- Exercise input
####################

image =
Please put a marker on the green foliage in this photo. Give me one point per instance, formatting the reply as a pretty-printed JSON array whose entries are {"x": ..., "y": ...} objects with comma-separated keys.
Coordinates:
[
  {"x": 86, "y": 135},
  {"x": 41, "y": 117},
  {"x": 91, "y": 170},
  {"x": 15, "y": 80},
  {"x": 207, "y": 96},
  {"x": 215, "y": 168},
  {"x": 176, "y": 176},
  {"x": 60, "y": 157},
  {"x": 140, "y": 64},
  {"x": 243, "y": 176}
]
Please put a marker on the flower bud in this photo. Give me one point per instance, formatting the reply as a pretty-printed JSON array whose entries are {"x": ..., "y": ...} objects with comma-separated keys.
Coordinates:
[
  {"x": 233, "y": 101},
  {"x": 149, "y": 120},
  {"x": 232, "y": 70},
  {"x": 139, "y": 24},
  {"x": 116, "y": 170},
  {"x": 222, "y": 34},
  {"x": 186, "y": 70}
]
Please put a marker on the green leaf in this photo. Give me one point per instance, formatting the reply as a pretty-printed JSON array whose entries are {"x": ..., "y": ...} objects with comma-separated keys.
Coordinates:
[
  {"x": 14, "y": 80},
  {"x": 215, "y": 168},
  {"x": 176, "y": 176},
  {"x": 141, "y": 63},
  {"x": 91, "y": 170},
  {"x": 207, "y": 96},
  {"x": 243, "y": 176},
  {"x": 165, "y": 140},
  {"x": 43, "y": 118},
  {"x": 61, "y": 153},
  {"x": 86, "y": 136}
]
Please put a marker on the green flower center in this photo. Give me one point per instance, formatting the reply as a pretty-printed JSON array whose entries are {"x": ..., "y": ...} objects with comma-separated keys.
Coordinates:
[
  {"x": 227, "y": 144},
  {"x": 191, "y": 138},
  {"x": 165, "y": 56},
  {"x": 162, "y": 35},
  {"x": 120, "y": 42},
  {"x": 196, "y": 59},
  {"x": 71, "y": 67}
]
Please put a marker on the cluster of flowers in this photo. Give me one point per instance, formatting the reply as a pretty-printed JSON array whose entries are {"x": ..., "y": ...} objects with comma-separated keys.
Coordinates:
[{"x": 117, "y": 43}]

####################

- To do
Please reproduce the rows starting at the line containing "Please put a marker on the green flower" and ending at the end of the rows, substituting "pin" for "marker" and leaving everything else unchanged.

- Answer to this exercise
Please put a pin on the green flower center in this photo. Give me one point per instance, formatting the reply as a pretty-printed JSON array whose entries are {"x": ..., "y": ...} objects with comma-separated keys.
Coordinates:
[
  {"x": 227, "y": 144},
  {"x": 191, "y": 138},
  {"x": 165, "y": 56},
  {"x": 162, "y": 35},
  {"x": 120, "y": 42},
  {"x": 196, "y": 59},
  {"x": 71, "y": 67}
]
Please put a pin on the cluster of flowers in this photo. Give me one point per instance, formatting the reply as a pretty-printed JSON array whose entries are {"x": ..., "y": ...} objects with comma-separated keys.
Coordinates:
[{"x": 117, "y": 43}]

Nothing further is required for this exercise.